§ **Problems to work on**:
- A) According to the dengue report, how many dengue cases did Pavia record in 2017?
- B) Reproduce the part of the dengue report that begins at the words "On July 10 Mayor" and stops after "spraying of insecticides.".

ILOILO – From Jan. 1 to July 6 this year, dengue cases in the municipality of Pavia reached 139 with two deaths.
This is 363 percent higher than the 30 cases recorded in the same period last year, said Dr. Joyous Jan Santos, chief of Pavia’s Municipal Health Office (MHO).
In 2017, the town recorded 16 cases only.
The two dengue fatalities this year were a seven-year-old boy and a 12-year-old girl.
Barangays with the most number of cases were Balabag, Pandan, Jibao-an, Ungka 2, and Purok 1, said Santos.
On July 10 Mayor Laurence Anthony Gorriceta issued two executive orders suspending classes in public and private schools for two days (July 11 and 12, covering preschool, elementary and secondary levels) to give way to residual spraying of insecticides.
“There is a need to officially suspend classes…to eliminate the risk of dengue and loss of lives…” read part of Executive Order No. 009.

(Data records)

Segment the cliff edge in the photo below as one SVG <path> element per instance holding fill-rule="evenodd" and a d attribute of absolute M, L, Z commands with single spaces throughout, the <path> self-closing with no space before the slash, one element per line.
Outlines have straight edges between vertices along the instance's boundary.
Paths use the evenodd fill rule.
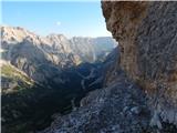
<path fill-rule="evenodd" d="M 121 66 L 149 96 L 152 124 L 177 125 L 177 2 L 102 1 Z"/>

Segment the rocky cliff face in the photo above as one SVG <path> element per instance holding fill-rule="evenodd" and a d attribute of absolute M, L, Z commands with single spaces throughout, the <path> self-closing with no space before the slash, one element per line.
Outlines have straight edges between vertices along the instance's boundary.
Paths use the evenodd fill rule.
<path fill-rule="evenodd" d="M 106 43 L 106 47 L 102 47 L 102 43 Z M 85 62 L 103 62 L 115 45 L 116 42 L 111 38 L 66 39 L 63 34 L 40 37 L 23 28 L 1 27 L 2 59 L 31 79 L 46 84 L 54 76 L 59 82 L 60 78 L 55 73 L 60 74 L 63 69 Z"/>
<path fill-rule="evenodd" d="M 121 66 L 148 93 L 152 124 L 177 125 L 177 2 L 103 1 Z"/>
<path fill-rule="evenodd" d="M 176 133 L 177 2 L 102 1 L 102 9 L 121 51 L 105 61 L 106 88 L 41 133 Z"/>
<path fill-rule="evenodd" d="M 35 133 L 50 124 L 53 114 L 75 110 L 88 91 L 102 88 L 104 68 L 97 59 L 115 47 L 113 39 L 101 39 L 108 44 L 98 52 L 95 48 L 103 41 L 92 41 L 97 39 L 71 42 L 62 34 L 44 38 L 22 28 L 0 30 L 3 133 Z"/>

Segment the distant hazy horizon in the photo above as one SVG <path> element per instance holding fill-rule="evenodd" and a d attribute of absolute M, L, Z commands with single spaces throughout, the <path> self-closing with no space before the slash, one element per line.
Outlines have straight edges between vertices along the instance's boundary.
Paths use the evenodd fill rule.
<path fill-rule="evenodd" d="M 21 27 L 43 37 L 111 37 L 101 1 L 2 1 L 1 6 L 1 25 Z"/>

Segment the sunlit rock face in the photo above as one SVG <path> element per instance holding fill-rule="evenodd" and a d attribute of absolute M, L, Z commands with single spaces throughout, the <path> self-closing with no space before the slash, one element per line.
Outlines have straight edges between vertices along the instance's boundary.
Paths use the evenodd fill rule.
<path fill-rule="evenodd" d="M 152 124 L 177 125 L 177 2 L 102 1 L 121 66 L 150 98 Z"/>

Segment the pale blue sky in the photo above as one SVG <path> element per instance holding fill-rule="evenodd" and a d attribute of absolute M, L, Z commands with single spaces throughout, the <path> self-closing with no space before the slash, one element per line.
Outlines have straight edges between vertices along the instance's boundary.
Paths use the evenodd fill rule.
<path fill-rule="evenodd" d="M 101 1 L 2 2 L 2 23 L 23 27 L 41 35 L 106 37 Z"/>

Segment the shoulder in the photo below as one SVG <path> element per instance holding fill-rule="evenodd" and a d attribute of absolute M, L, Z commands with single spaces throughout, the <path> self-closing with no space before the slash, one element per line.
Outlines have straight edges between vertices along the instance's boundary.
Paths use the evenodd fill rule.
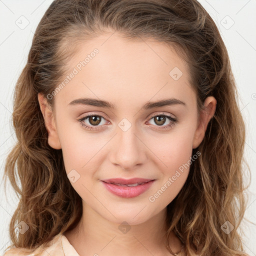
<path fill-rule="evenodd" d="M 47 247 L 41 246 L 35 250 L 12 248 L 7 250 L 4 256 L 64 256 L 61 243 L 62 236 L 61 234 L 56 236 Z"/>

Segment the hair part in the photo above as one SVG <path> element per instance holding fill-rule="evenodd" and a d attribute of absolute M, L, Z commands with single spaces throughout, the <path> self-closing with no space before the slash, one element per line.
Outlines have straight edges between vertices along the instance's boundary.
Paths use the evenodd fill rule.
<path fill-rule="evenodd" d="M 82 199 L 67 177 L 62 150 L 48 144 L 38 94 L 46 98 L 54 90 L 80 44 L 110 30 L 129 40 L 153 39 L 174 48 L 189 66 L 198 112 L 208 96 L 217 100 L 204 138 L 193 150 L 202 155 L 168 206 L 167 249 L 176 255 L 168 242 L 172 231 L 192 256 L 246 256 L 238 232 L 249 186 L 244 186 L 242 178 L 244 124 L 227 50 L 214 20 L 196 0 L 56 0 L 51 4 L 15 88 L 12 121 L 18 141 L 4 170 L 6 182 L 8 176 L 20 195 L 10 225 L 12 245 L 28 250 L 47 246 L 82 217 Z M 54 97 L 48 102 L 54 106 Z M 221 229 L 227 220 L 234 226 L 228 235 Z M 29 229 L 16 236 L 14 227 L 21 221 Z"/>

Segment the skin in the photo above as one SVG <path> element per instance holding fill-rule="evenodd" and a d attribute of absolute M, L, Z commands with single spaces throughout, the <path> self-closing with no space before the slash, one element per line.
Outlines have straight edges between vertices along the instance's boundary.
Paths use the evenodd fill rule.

§ **Task results**:
- A) 16 cases.

- B)
On July 10 Mayor Laurence Anthony Gorriceta issued two executive orders suspending classes in public and private schools for two days (July 11 and 12, covering preschool, elementary and secondary levels) to give way to residual spraying of insecticides.